## About this exercise:
What is the number of lines in the following data that contain "rough"? Answer with the number alone.

[Dataset excerpts]
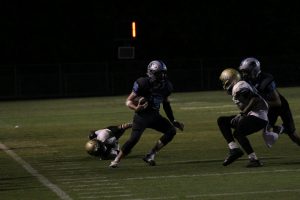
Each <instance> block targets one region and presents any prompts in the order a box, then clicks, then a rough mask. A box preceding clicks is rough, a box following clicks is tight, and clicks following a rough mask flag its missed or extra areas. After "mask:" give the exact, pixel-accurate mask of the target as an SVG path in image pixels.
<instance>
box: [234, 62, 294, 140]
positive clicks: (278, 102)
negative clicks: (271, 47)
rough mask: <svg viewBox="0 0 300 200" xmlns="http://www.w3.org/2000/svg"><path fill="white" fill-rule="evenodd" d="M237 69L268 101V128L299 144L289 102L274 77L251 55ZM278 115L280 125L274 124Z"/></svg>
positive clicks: (243, 78)
mask: <svg viewBox="0 0 300 200" xmlns="http://www.w3.org/2000/svg"><path fill="white" fill-rule="evenodd" d="M239 71H240V72H241V74H242V77H243V79H244V80H246V81H247V82H249V83H251V84H252V85H253V86H255V88H256V89H257V90H258V92H259V94H260V95H261V96H262V97H263V98H264V99H265V100H266V101H267V102H268V104H269V106H270V108H269V113H268V118H269V129H273V131H274V132H277V133H279V134H280V133H282V132H284V133H286V134H287V135H288V136H289V138H290V139H291V140H292V141H293V142H294V143H296V144H297V145H300V137H299V135H298V134H297V132H296V128H295V123H294V119H293V115H292V112H291V110H290V106H289V103H288V101H287V99H286V98H285V97H284V96H282V95H281V94H280V93H279V91H278V90H277V87H276V83H275V80H274V77H273V76H272V75H271V74H269V73H265V72H262V71H261V68H260V62H259V61H258V60H257V59H256V58H253V57H249V58H246V59H244V60H243V61H242V62H241V64H240V66H239ZM278 117H280V118H281V120H282V122H283V125H282V126H276V125H275V123H276V121H277V119H278Z"/></svg>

## Exercise response:
2